▶
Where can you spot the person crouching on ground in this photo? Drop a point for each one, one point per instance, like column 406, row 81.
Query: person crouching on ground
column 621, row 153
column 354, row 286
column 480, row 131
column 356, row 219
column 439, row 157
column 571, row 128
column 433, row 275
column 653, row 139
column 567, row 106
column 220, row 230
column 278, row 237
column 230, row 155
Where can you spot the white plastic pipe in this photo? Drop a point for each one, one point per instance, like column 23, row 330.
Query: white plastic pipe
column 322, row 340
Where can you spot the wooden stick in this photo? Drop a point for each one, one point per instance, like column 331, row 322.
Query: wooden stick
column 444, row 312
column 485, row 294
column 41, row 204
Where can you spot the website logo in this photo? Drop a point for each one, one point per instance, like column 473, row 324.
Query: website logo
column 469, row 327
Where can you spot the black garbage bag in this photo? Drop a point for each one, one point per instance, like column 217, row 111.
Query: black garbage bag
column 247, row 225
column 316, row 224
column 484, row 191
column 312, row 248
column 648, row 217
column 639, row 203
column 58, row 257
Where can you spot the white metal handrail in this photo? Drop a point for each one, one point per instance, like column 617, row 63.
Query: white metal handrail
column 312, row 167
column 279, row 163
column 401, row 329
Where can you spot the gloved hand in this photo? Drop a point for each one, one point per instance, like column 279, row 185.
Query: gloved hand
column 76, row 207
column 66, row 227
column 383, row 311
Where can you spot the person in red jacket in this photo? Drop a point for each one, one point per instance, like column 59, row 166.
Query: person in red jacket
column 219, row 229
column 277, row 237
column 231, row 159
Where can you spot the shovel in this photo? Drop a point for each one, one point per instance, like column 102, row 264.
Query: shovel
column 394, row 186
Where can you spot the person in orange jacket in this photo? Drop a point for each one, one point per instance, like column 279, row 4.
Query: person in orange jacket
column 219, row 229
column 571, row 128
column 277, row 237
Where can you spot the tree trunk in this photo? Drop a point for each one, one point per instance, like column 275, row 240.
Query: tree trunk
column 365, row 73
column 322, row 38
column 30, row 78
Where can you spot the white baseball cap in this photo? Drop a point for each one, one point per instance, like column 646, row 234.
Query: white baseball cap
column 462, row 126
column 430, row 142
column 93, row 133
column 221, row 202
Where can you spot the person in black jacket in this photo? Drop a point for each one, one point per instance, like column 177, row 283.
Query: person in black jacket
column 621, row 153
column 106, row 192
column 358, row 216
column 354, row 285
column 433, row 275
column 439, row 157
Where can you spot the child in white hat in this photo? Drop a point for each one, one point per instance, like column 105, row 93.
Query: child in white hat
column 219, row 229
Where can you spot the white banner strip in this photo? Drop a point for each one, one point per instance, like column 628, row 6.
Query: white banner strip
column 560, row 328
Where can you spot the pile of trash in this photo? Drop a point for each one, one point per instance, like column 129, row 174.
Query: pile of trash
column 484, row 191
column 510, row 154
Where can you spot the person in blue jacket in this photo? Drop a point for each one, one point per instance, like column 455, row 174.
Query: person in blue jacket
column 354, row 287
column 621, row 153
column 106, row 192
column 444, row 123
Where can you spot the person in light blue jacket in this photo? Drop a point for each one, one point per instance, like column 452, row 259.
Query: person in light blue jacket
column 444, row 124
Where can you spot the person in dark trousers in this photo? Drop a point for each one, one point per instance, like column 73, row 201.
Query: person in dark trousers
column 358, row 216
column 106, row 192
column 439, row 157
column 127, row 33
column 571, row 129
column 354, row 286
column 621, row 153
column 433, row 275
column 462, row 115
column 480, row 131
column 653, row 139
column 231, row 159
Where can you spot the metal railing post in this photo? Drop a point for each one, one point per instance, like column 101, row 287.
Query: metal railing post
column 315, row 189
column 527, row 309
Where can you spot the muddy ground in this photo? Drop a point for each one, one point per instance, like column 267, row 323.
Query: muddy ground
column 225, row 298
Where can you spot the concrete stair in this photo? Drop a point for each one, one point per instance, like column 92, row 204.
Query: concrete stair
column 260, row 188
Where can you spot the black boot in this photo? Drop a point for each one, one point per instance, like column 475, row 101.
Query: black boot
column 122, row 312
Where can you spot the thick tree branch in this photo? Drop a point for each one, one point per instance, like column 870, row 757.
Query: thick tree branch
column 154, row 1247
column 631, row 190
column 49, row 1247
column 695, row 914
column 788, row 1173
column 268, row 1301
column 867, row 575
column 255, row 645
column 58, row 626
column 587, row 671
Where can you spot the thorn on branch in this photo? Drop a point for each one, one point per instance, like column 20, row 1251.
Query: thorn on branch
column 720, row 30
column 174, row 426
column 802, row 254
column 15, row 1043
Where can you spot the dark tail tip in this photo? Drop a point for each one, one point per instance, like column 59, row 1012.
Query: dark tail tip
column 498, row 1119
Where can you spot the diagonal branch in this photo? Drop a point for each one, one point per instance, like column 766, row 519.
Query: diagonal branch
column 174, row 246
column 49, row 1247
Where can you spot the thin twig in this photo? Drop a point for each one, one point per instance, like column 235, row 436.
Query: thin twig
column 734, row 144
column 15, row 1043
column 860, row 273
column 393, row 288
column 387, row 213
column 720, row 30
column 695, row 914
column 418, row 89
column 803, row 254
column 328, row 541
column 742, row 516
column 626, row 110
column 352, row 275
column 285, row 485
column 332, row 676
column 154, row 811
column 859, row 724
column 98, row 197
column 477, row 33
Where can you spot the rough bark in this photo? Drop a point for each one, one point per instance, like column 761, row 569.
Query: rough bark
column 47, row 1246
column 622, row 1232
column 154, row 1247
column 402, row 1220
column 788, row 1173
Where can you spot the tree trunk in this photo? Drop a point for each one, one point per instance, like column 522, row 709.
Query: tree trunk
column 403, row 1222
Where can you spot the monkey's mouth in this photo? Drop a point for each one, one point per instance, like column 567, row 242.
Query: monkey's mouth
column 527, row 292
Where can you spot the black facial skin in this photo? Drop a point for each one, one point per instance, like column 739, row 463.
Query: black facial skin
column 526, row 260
◀
→ **GOAL**
Rewrite every one of the items above, putting "Label" wherever "Query" appears and changing nothing else.

→ **REPLY TO THE EXERCISE**
Where can you spot the person crouching on ground in this photo? Drop a point for each one, one point per instance, like column 406, row 81.
Label: person crouching on ground
column 621, row 153
column 354, row 286
column 480, row 131
column 356, row 219
column 439, row 157
column 571, row 128
column 433, row 275
column 653, row 139
column 567, row 106
column 220, row 230
column 278, row 237
column 230, row 155
Where can you spot the white plastic pipe in this photo? Drop a point for each one, one point per instance, like column 23, row 330.
Label: white plastic pipe
column 322, row 340
Where can you spot the wooden stick in this photo? Drop a point for each one, one point per instance, like column 331, row 322.
Label: wooden stick
column 444, row 312
column 485, row 294
column 41, row 204
Where can you spot the website logo in this photo? Drop a point for each one, one point per instance, like column 473, row 324.
Label: website logo
column 469, row 327
Where can you spot the black garbage bag in this photo? Drop a point for each one, one point per instance, like column 217, row 111.
Label: black garbage bag
column 247, row 225
column 316, row 224
column 484, row 191
column 312, row 248
column 648, row 217
column 639, row 203
column 58, row 257
Where can you spot the white metal handrail in this photo? Drop a point for each one, one point per instance, like column 617, row 63.
Label: white metal handrail
column 312, row 167
column 279, row 163
column 401, row 329
Where can you spot the gloved hand in this photo? Drop a point for each one, one point per instance, like column 279, row 185.
Label: gloved hand
column 76, row 207
column 66, row 227
column 383, row 311
Where can you spot the person in red jacket in this photo? Drop a point for each one, one point per instance, like column 59, row 166.
Label: person in red jacket
column 219, row 229
column 277, row 237
column 231, row 159
Where can you spot the shovel in this photo? Drop a point for each one, one point per instance, like column 102, row 264.
Label: shovel
column 394, row 186
Where can you spot the person in orange jacket in this photo? Drop a point for each one, one point per instance, like column 279, row 4.
Label: person in orange jacket
column 219, row 229
column 571, row 128
column 277, row 237
Where can you spot the tree trunk in this photo? Drop a point for each one, one point per instance, like column 275, row 240.
Label: tree trunk
column 365, row 73
column 322, row 38
column 30, row 78
Where can you spot the white baseball cap in this photo? Drop a point for each one, one point per instance, like column 646, row 234.
Label: white baseball cap
column 462, row 126
column 430, row 142
column 93, row 133
column 221, row 202
Where can you spot the person in black jacket in this photo? Drop a point for each one, one point per instance, like column 177, row 283.
Label: person in black jacket
column 621, row 153
column 106, row 192
column 358, row 216
column 354, row 285
column 433, row 275
column 439, row 157
Where can you spot the child in white hat in this photo? Drop a point for each one, one point per instance, like column 105, row 93.
Label: child in white hat
column 219, row 229
Where can you spot the white banner strip in this photo? Drop a point for each one, one point per instance, like column 628, row 6.
Label: white banner strip
column 560, row 328
Where can you spot the pile of trash in this photo? Drop a point for each one, one point per instance, like column 129, row 174.
Label: pile of trash
column 484, row 191
column 510, row 154
Where can you spot the person in blue jacket in this photo? Drop a point for each one, one point per instance, like column 455, row 174.
Label: person in blue jacket
column 354, row 287
column 621, row 153
column 106, row 192
column 444, row 123
Where can you spot the person in light blue jacket in this photo? Drop a point for each one, one point per instance, like column 452, row 259.
Label: person in light blue jacket
column 444, row 124
Where can you spot the person in dark trousers in this photo? Drop a point for each one, one point per instance, like column 73, row 201.
Label: person in dark trousers
column 358, row 216
column 106, row 192
column 439, row 157
column 127, row 33
column 571, row 129
column 354, row 286
column 621, row 153
column 433, row 275
column 462, row 115
column 480, row 131
column 653, row 139
column 231, row 159
Where can you spot the metal railing post in this photo? Drop a point for each one, one point per instance, like column 101, row 287.
Label: metal railing post
column 315, row 189
column 527, row 309
Where can you spot the muddy ground in this photo? Drop a point for each one, one point per instance, like column 267, row 323.
Label: muddy ground
column 225, row 298
Where can you spot the concrete stair in this photo? Drop a point for each one, one point per instance, like column 92, row 204.
Label: concrete stair
column 260, row 188
Where can you spot the black boot in this photo? Drop a point for each one, one point per instance, like column 475, row 101.
Label: black boot
column 122, row 312
Where can you spot the thick tree branch in this photo? Drop a point for each one, one point per instance, like column 870, row 757.
Label: thick tree branch
column 154, row 1247
column 631, row 190
column 49, row 1247
column 695, row 914
column 788, row 1173
column 268, row 1301
column 867, row 575
column 255, row 645
column 58, row 626
column 587, row 671
Where can you spot the thorn on branch in this photo? Drop a point for each one, one point per instance, like column 20, row 1251.
Label: thorn on branch
column 720, row 30
column 174, row 426
column 802, row 254
column 15, row 1043
Where can you spot the dark tail tip in this photo? Drop a point for each one, one point per instance, like column 59, row 1012.
Label: dark tail tip
column 498, row 1119
Where can you spot the diagonal branch in this photo? Drop a point for each one, one point per instance, like column 766, row 519.
Label: diagonal branch
column 174, row 246
column 49, row 1247
Where can you spot the thin twig in this photo? Drop a point for each one, one point per instance, like column 235, row 436.
Label: thin twig
column 734, row 144
column 15, row 1043
column 860, row 273
column 393, row 288
column 387, row 213
column 720, row 30
column 695, row 914
column 418, row 89
column 803, row 254
column 328, row 541
column 742, row 516
column 626, row 110
column 352, row 275
column 285, row 485
column 332, row 676
column 154, row 811
column 859, row 724
column 98, row 197
column 477, row 33
Where can you spot the rough bark in this photo? Drop a point for each one, one point per instance, like column 761, row 569.
Label: rough bark
column 47, row 1246
column 622, row 1232
column 154, row 1247
column 402, row 1220
column 788, row 1173
Where can you spot the tree trunk in this photo? Drop a point for each one, one point per instance, like column 522, row 709.
Label: tree trunk
column 403, row 1222
Where can you spot the monkey's mouth in this photo? Drop a point for each one, one point per instance, like column 567, row 242.
Label: monkey's mouth
column 527, row 292
Where can you spot the black facial skin in this photo? Drop a point for each one, one point per instance, like column 739, row 463.
Label: black facial skin
column 526, row 260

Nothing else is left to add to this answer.